La riforma della Costituzione infatti non specifica la modalità con la quale verranno eletti (i sostenitori del No dicono “nominati”) i nuovi senatori. La riforma ha abrogato infatti l’articolo 58 della Costituzione, che prevede che i senatori siano eletti a suffragio universale e diretto dagli elettori che hanno superato il venticinquesimo anno di età. Inoltre nuovo articolo 57 della Costituzione stabilendo la composizione del nuovo Senato da 95 senatori (più cinque eventuali senatori nominati dal Presidente della Repubblica) specifica che i nuovi senatori dovranno essere eletti tra i componenti dei Consigli Regionali (e dei Consigli delle Province autonome di Trento e di Bolzano):

Il Senato della Repubblica è composto da novantacinque senatori rappresentativi delle istituzioni territoriali e da cinque senatori che possono essere nominati dal Presidente della Repubblica. I Consigli regionali e i Consigli delle Province autonome di Trento e di Bolzano eleggono, con metodo proporzionale, i senatori fra i propri componenti e, nella misura di uno per ciascuno, fra i sindaci dei comuni dei rispettivi territori.

Il fatto che non ci sia ancora una legge elettorale (chiamiamola così per semplicità) per il nuovo Senato non è di per sé uno scandalo, perché il comma 6 dell’art. 57 prevede appunto che una legge che regolamenti le modalità di elezione dei componenti del Senato delle Autonomie venga approvata da entrambe le Camere:

Con legge approvata da entrambe le Camere sono regolate le modalità di attribuzione dei seggi e di elezione dei membri del Senato della Repubblica tra i consiglieri e i sindaci, nonché quelle per la loro sostituzione, in caso di cessazione dalla carica elettiva regionale o locale. I seggi sono attribuiti in ragione dei voti espressi e della composizione di ciascun Consiglio.

◇ ◇ ◇ ◇

» **CONSEGNA**
Per ognuna delle tre affermazioni, stabilisci se concorda con il testo sulla riforma del Senato. Rispondi sì o no e cita le parole del testo che lo decidono.
1. La riforma ha abrogato l'articolo 58 della Costituzione.
2. Il nuovo Senato è composto da cento senatori, tutti eletti dai Consigli regionali.
3. Le modalità di elezione dei membri del nuovo Senato devono essere regolate da una legge approvata da entrambe le Camere.

◇ ◇ ◇ ◇

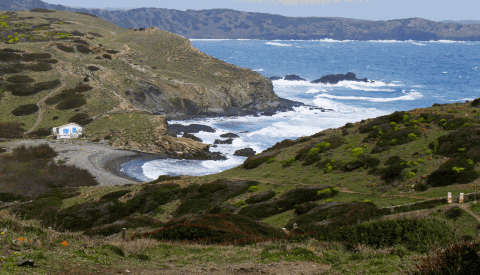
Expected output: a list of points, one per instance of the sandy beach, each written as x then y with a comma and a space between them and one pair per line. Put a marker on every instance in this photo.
102, 161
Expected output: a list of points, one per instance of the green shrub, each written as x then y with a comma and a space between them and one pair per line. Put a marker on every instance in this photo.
288, 162
455, 170
453, 213
20, 79
312, 157
115, 249
114, 195
41, 132
255, 161
323, 145
264, 196
458, 258
355, 152
11, 130
476, 102
81, 119
415, 234
71, 103
285, 202
65, 48
211, 229
324, 193
240, 203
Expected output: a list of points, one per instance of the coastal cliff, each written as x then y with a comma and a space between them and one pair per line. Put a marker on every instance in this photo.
59, 67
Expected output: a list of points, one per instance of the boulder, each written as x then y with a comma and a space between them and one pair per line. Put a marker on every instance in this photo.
228, 141
229, 135
246, 152
335, 78
293, 77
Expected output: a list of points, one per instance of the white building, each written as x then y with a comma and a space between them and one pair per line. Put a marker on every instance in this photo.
70, 130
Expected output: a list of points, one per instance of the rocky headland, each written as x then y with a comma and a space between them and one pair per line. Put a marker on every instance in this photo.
121, 85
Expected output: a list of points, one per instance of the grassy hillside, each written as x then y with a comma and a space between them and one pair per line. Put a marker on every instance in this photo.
59, 67
367, 196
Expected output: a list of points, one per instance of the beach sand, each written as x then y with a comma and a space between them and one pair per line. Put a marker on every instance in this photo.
102, 161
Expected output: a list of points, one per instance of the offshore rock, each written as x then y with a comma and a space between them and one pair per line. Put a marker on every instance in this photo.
191, 129
192, 136
335, 78
228, 141
293, 77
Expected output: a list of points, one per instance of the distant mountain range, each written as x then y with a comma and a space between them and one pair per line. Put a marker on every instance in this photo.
226, 23
462, 21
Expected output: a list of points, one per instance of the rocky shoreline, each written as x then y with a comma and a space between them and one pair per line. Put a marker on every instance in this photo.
101, 161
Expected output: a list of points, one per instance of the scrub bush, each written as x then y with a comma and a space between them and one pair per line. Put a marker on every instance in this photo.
255, 161
476, 102
11, 130
20, 79
264, 196
65, 48
71, 103
286, 202
224, 229
447, 145
81, 119
451, 172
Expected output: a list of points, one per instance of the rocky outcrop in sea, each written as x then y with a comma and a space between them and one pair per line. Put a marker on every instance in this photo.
335, 78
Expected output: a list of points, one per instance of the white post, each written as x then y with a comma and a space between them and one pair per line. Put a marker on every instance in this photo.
124, 234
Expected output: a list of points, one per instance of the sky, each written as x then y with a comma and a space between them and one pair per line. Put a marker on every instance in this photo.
435, 10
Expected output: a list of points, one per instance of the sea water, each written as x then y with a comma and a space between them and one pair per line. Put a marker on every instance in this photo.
406, 75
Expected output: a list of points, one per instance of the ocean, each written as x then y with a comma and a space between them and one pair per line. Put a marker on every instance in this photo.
406, 75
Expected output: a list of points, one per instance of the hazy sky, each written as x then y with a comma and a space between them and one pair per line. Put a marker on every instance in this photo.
360, 9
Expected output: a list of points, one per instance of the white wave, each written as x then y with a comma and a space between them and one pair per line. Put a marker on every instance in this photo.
208, 39
156, 168
386, 41
375, 86
413, 95
332, 40
314, 91
278, 44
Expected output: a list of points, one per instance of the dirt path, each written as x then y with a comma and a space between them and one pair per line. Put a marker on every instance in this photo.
466, 207
42, 106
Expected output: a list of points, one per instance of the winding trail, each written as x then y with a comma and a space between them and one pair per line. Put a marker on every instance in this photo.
42, 106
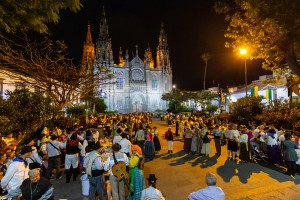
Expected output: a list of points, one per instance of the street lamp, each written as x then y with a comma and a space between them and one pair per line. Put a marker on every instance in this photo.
244, 52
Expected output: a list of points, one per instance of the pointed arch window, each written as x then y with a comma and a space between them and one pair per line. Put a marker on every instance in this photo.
154, 84
1, 87
120, 80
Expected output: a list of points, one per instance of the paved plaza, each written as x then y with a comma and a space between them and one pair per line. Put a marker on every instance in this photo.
180, 173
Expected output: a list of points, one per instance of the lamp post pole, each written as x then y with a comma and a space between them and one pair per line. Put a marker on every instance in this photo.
246, 82
244, 52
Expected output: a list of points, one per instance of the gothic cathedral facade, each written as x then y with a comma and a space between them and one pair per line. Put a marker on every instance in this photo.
139, 83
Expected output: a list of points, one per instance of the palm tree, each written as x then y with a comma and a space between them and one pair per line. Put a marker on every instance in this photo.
206, 57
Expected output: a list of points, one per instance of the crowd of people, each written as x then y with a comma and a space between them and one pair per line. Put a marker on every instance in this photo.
91, 151
245, 143
96, 151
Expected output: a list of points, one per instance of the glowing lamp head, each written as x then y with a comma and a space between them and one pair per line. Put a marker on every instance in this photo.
243, 51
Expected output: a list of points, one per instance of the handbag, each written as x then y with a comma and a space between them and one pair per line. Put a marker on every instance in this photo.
34, 164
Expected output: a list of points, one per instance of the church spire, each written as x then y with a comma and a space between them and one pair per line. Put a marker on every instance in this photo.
163, 37
162, 52
104, 55
103, 34
88, 39
88, 54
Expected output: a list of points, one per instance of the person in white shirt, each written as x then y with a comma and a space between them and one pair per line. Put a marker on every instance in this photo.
16, 172
54, 150
118, 191
212, 191
117, 137
151, 192
125, 145
94, 169
34, 160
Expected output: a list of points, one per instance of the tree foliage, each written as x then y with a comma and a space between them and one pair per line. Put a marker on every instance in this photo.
33, 14
245, 109
269, 30
280, 114
205, 57
46, 65
24, 111
177, 97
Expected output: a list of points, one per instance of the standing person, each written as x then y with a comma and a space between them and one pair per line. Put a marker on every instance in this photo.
34, 160
53, 149
94, 169
156, 141
232, 145
187, 139
177, 127
137, 180
36, 187
290, 155
71, 160
125, 145
195, 146
217, 137
118, 191
117, 136
181, 128
17, 172
149, 145
210, 192
3, 169
151, 192
140, 138
206, 145
169, 137
244, 146
273, 148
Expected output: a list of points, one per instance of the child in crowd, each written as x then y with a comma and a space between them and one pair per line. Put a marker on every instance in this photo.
206, 145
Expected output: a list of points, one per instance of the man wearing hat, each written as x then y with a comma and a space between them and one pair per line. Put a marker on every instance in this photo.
118, 192
17, 172
54, 150
94, 169
210, 192
151, 192
34, 160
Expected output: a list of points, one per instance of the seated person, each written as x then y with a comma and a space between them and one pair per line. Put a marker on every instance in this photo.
36, 187
210, 192
151, 192
10, 141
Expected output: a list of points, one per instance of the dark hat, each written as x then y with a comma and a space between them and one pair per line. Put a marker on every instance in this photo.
53, 137
152, 177
97, 145
116, 147
27, 140
272, 130
26, 149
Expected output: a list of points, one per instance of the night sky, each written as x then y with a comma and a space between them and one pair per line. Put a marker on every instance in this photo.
192, 26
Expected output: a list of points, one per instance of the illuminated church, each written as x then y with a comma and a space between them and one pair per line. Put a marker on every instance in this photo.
139, 82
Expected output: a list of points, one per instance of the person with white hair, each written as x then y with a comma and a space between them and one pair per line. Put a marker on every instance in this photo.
169, 137
16, 172
211, 192
36, 187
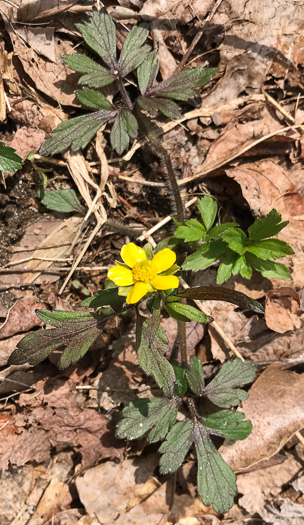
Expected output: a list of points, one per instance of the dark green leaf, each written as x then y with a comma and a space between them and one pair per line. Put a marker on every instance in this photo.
189, 312
208, 210
268, 227
77, 331
107, 297
227, 266
181, 86
76, 132
93, 99
145, 414
228, 424
216, 482
99, 33
208, 254
193, 230
236, 240
176, 446
270, 248
220, 293
147, 72
222, 390
9, 160
216, 232
96, 75
181, 386
61, 200
268, 268
153, 342
195, 375
133, 52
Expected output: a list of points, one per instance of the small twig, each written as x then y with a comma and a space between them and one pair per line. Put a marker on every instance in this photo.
215, 325
197, 37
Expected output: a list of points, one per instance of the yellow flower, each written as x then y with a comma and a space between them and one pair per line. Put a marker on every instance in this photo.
143, 274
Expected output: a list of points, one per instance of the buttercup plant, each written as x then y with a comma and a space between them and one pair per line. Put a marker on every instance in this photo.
152, 278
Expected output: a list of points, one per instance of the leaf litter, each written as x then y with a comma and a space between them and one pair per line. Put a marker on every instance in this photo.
228, 144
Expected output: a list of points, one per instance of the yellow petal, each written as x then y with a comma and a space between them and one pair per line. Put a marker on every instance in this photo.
137, 293
165, 282
164, 259
131, 254
120, 275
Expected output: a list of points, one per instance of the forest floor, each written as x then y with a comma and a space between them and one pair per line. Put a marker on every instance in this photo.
242, 142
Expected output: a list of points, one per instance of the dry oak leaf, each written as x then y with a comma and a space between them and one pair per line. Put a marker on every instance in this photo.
275, 407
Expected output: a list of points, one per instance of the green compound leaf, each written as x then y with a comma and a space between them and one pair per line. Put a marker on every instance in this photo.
195, 375
216, 481
268, 227
75, 330
76, 132
230, 265
227, 424
100, 35
107, 297
64, 201
152, 342
96, 75
133, 52
176, 446
142, 415
124, 127
268, 268
223, 391
185, 312
192, 231
220, 293
208, 254
181, 86
270, 249
147, 72
181, 385
9, 160
93, 99
236, 240
208, 210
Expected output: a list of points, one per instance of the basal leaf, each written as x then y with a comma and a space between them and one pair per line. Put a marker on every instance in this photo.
195, 375
270, 249
189, 312
96, 75
100, 34
228, 424
153, 342
192, 231
147, 72
142, 415
181, 385
93, 99
216, 481
220, 293
76, 331
208, 254
64, 201
208, 210
75, 133
181, 86
236, 240
9, 160
267, 227
134, 52
176, 446
268, 268
223, 391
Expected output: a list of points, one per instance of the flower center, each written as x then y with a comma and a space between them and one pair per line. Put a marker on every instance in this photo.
144, 271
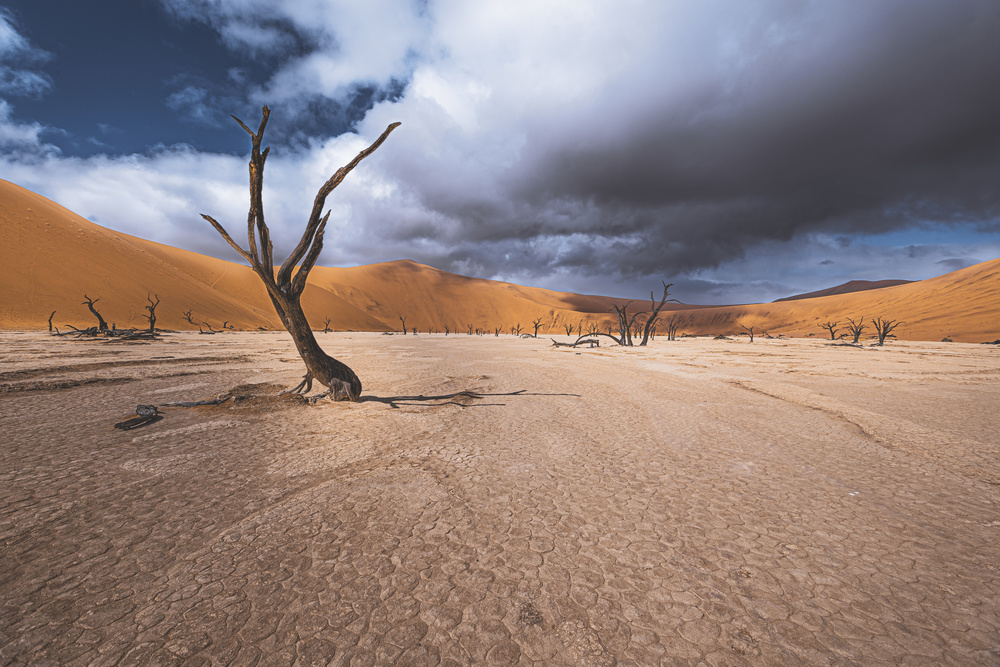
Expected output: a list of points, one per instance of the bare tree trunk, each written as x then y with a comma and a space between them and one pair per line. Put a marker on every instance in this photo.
152, 312
856, 328
884, 327
101, 324
285, 288
654, 312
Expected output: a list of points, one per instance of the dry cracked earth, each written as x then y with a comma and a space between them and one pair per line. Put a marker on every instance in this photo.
694, 502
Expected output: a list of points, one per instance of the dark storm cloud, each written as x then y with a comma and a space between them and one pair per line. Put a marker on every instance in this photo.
723, 145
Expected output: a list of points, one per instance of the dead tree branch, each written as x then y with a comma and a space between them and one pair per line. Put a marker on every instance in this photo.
101, 324
285, 288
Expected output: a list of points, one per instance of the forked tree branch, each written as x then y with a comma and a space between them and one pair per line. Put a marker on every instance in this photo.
316, 218
311, 244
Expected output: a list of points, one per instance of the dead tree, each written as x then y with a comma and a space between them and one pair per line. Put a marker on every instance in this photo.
856, 328
285, 288
625, 325
101, 324
884, 327
151, 308
832, 328
654, 311
672, 325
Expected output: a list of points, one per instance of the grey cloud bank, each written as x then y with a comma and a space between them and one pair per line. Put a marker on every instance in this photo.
744, 151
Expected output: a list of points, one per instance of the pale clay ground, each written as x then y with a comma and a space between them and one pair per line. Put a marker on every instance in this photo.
697, 501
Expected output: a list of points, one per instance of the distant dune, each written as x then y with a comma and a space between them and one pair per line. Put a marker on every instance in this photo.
52, 257
846, 288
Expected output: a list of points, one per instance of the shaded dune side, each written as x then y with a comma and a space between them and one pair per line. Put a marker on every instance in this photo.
963, 305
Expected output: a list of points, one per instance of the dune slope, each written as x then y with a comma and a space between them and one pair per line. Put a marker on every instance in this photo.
52, 257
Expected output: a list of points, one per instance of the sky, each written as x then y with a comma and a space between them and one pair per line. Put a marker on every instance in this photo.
743, 151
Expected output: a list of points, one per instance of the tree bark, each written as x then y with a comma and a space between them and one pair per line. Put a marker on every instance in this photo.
101, 324
285, 288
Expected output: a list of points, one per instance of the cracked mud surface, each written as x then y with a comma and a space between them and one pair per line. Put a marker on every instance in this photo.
698, 501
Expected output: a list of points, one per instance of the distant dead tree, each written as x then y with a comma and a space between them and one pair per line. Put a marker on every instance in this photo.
884, 327
101, 324
625, 325
151, 309
654, 311
748, 327
285, 288
832, 328
856, 328
672, 325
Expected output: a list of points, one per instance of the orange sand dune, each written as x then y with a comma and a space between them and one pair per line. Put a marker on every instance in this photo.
52, 257
963, 305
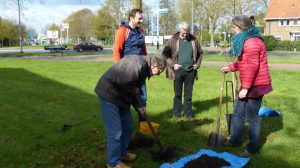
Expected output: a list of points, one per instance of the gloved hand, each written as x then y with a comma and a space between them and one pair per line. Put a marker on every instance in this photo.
142, 110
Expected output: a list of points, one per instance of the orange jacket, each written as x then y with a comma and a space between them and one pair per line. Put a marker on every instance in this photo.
128, 42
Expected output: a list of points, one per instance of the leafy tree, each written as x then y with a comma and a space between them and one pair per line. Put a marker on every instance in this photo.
81, 24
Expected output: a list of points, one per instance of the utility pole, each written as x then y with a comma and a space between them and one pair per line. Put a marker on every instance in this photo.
20, 31
233, 7
192, 30
157, 26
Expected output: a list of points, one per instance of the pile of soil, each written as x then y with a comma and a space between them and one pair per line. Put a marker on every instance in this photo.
206, 161
140, 141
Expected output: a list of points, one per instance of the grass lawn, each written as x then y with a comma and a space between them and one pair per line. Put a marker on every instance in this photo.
38, 96
270, 59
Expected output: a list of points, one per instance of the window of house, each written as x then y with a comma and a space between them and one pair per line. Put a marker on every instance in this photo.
281, 23
295, 22
295, 36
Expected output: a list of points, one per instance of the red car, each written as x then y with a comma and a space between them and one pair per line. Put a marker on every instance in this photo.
87, 46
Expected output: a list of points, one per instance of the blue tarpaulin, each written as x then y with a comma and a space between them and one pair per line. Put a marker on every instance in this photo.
234, 160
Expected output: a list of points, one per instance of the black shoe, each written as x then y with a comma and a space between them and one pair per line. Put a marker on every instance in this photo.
245, 153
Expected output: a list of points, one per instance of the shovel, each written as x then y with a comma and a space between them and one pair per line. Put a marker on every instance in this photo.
164, 154
216, 138
229, 116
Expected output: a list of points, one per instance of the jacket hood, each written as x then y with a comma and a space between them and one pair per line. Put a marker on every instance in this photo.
191, 37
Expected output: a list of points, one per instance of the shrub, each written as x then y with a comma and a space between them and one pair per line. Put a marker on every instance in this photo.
270, 42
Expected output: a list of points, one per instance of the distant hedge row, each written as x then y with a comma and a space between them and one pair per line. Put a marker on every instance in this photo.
272, 44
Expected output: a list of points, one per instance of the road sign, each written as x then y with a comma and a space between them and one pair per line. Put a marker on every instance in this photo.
65, 25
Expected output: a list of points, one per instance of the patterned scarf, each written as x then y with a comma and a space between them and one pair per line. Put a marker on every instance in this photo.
239, 39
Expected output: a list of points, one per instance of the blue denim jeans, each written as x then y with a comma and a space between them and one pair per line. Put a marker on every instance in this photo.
144, 99
183, 79
118, 128
246, 110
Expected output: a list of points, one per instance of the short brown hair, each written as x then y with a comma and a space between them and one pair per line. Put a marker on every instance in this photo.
133, 12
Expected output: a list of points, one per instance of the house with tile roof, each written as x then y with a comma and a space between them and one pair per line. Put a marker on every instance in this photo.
283, 20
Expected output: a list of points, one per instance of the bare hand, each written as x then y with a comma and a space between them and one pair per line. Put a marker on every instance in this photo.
225, 69
177, 66
142, 110
243, 93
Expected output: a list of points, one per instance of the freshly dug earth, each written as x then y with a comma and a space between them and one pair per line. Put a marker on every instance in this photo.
140, 141
206, 161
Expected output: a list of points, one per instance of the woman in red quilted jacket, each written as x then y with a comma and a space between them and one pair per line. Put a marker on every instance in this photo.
255, 80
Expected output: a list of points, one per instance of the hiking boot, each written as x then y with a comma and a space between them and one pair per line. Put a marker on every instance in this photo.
245, 153
120, 165
129, 157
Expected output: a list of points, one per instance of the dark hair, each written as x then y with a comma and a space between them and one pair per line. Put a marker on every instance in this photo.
133, 12
159, 61
242, 21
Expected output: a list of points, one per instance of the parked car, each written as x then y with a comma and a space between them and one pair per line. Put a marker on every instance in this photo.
87, 46
55, 48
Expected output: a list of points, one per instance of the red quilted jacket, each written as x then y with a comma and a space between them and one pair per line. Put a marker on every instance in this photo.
252, 64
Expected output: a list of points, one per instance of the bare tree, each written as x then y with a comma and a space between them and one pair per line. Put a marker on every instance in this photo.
21, 5
138, 4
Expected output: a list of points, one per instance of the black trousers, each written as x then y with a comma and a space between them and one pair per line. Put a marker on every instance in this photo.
183, 79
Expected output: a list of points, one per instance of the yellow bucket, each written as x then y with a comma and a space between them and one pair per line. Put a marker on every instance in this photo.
146, 130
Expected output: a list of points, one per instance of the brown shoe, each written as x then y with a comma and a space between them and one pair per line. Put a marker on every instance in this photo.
120, 165
129, 157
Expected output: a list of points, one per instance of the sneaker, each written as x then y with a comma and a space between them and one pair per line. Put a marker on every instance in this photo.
129, 157
120, 165
245, 153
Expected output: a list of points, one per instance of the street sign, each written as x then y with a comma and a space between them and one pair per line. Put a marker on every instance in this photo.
65, 25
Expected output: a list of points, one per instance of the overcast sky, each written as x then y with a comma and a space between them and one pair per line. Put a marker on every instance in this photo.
38, 15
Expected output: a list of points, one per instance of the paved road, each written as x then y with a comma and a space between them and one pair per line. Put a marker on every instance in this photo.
97, 58
39, 50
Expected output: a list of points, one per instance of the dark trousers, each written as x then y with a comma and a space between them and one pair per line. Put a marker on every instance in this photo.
183, 79
247, 110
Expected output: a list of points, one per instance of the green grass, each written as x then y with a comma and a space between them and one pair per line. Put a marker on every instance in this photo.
270, 59
37, 97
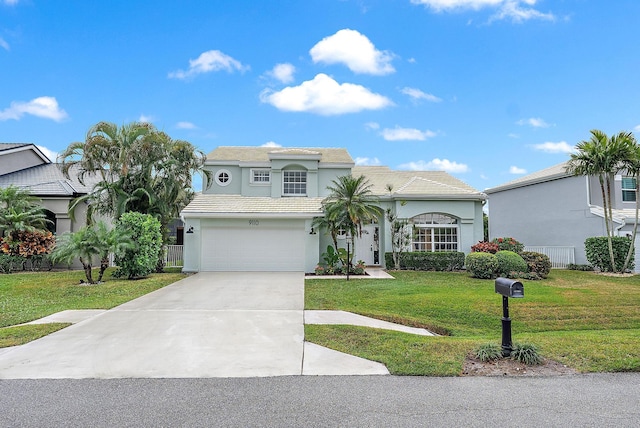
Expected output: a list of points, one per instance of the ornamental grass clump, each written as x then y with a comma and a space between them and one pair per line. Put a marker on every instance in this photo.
488, 352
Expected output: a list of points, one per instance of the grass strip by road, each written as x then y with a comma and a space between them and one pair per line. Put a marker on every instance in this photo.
587, 321
29, 296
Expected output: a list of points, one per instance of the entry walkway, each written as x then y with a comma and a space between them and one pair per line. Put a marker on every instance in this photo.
207, 325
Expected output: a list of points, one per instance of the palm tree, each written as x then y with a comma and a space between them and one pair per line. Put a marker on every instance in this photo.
89, 243
349, 205
602, 157
20, 211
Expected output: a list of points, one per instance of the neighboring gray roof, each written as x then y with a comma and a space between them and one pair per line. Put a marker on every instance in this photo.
47, 180
548, 174
261, 154
416, 184
208, 205
7, 146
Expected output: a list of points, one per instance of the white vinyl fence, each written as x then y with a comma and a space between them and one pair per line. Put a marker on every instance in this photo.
560, 256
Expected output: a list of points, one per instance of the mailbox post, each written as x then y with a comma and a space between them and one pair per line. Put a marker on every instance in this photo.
508, 288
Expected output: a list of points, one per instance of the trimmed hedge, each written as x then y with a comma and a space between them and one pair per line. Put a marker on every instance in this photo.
482, 265
440, 261
597, 249
509, 262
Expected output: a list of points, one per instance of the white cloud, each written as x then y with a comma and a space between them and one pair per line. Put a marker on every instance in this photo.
550, 147
516, 10
435, 164
367, 161
207, 62
48, 153
325, 96
417, 94
534, 122
271, 144
282, 72
354, 50
371, 126
398, 134
186, 125
44, 107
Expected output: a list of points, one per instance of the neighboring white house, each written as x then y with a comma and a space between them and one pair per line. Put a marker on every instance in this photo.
551, 208
257, 214
25, 166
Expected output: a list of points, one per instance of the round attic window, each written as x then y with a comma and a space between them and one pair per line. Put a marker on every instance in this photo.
223, 177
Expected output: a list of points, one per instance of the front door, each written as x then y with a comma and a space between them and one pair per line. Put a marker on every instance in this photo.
368, 245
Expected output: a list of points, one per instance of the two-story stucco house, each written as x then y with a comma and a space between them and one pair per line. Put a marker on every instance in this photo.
551, 208
257, 213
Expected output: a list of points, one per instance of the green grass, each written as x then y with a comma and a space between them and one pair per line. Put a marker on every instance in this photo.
25, 297
587, 321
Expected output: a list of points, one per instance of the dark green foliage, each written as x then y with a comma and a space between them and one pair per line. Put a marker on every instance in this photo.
142, 260
584, 268
597, 250
526, 353
509, 262
538, 263
488, 352
482, 265
509, 244
420, 260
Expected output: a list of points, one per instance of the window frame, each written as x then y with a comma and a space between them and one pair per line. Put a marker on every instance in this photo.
252, 176
286, 182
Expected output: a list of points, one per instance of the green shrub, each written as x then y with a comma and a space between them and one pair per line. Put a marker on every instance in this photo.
526, 353
421, 260
142, 260
509, 262
597, 249
538, 263
488, 352
508, 244
482, 265
485, 247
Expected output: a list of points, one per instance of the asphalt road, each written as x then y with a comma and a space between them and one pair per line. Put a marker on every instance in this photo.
599, 400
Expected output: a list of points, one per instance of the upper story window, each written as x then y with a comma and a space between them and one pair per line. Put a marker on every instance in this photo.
260, 176
628, 189
294, 183
223, 177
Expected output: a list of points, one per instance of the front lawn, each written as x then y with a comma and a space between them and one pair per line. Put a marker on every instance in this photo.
587, 321
25, 297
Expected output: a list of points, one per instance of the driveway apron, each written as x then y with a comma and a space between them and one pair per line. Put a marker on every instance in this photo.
212, 324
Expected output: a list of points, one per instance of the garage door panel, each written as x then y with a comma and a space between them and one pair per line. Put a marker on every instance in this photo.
264, 248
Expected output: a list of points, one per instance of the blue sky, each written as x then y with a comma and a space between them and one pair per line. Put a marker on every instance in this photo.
487, 90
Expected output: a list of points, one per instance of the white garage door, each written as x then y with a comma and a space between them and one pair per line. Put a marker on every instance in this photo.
265, 246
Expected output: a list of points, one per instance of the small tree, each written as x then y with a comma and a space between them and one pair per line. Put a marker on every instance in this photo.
141, 260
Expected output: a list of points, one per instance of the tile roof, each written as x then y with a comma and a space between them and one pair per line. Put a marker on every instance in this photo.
416, 184
209, 205
7, 146
548, 174
47, 180
261, 154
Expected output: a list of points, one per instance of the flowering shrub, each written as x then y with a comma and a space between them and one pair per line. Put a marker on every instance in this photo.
485, 247
509, 244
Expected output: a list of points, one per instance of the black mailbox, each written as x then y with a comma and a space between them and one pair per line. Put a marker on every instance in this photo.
509, 287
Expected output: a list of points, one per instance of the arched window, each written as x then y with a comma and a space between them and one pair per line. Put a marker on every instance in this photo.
434, 232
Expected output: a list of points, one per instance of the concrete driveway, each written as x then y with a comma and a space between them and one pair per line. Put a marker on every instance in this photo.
217, 324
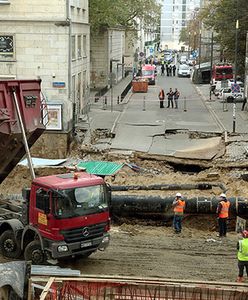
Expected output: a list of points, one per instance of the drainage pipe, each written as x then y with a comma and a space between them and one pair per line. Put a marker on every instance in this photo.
144, 206
168, 187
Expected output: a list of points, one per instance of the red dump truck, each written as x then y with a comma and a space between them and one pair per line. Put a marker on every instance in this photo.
60, 216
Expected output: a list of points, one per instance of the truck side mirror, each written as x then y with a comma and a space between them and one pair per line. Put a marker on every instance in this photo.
46, 200
108, 190
43, 200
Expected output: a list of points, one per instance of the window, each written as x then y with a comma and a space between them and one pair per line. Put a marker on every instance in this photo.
73, 47
7, 46
79, 46
42, 199
84, 45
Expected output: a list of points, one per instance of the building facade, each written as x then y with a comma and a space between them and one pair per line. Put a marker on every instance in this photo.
108, 49
49, 40
174, 17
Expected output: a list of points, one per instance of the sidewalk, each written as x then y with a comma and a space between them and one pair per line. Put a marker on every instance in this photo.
113, 97
103, 114
223, 113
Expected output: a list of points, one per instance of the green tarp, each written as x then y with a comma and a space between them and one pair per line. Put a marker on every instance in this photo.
101, 168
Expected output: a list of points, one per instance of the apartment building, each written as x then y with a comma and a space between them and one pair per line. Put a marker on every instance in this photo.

◇ ◇ ◇ ◇

» **SOLUZIONE**
1. Sì: «La riforma ha abrogato infatti l’articolo 58 della Costituzione».
2. No: «Il Senato della Repubblica è composto da novantacinque senatori rappresentativi delle istituzioni territoriali e da cinque senatori che possono essere nominati dal Presidente della Repubblica».
3. Sì: «Con legge approvata da entrambe le Camere sono regolate le modalità di attribuzione dei seggi e di elezione dei membri del Senato della Repubblica».